#### DATA TO USE

--

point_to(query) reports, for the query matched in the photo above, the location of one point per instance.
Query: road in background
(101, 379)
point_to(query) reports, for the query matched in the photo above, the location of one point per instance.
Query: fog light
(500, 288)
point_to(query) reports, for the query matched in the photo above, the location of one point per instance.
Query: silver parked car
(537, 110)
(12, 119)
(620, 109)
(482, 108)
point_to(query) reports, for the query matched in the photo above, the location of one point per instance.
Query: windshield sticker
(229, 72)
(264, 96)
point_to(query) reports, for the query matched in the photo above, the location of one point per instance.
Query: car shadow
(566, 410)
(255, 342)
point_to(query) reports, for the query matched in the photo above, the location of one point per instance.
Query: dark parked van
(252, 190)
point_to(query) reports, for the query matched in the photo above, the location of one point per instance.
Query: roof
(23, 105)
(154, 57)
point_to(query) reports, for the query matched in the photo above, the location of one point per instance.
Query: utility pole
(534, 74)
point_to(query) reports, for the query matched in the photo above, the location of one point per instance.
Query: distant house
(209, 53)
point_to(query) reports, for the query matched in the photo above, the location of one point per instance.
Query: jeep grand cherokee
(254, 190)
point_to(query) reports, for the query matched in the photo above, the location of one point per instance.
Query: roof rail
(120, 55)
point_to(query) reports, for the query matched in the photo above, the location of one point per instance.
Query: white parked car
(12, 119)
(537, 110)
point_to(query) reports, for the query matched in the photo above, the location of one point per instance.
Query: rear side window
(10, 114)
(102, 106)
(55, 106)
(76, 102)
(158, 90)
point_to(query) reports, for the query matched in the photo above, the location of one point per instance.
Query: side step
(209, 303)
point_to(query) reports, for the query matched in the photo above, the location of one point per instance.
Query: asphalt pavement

--

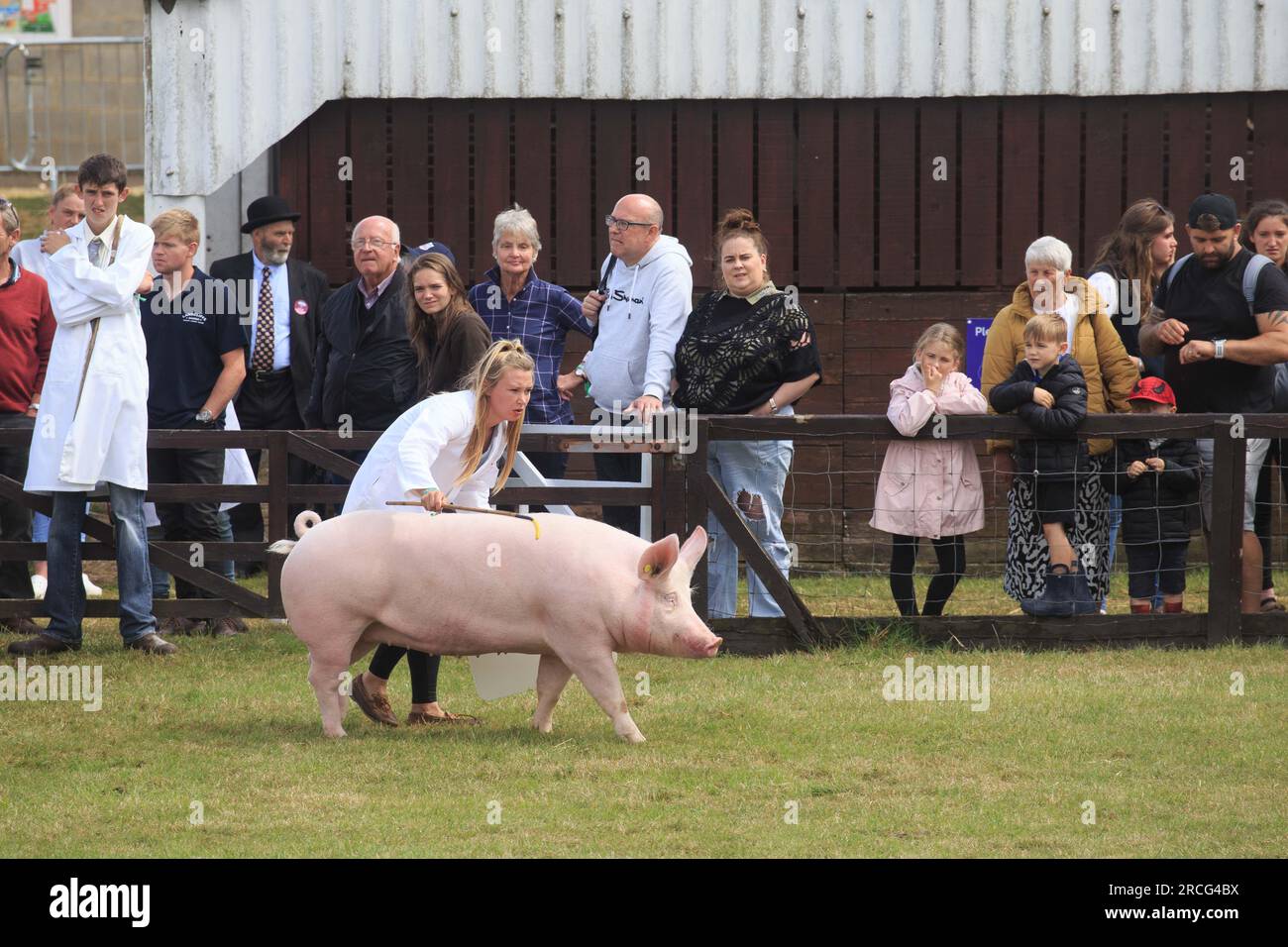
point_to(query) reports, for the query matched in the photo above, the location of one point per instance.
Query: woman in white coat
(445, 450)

--

#### PROBLEM TO SOLVE
Please, from the entries above, set down exactly the lines from the one containing "Query: fog light" through the one containing "Query: asphalt pavement", and only those.

#### WORKED SOLUTION
Query: fog light
(500, 288)
point_to(query) reports, for the query matched in the photo above, the location of one point per instance.
Query: silver parked car
(537, 110)
(12, 119)
(620, 109)
(482, 108)
point_to(query) reports, for the query matched in the photo above, the location of one point per instance.
Query: windshield sticker
(229, 72)
(264, 96)
point_to(query) reports, for the query matched in the photo above, the location of one point per instance.
Query: car shadow
(566, 410)
(255, 342)
point_to(query) reports, for the query matched in the photo above, the location of one point per instance.
Query: dark parked van
(252, 190)
point_to(query) reports, for the query matched in the photo above, the location of one point per instance.
Query: roof
(23, 105)
(154, 57)
point_to(query) reports, for the query matched in the photo above, the location of one point per instance.
Query: utility pole
(534, 74)
point_to(query) reports, for the query matched in the photo above, the location of one point per instance.
Query: distant house
(209, 53)
point_to(query) reports, for the query matched in the photo above, the location of one point per instance.
Query: jeep grand cherokee
(254, 190)
point_to(query) reports, for the query matched in the photo above, the location of one point per instance.
Query: roof rail
(120, 55)
point_to(query) reports, for the query matched in the photo above, the location of one point per instance.
Query: white parked car
(12, 119)
(537, 110)
point_to(query) reports, for the query matched in the photo above, the location of one point per instance.
Query: rear side window
(10, 114)
(102, 106)
(55, 106)
(76, 102)
(158, 90)
point_to(query) reports, for the query matched in the photo above, the location of one point per instance.
Query: side step
(209, 303)
point_to(query) reports, for the query matched in the photo above, the location of one point per instance.
Query: asphalt pavement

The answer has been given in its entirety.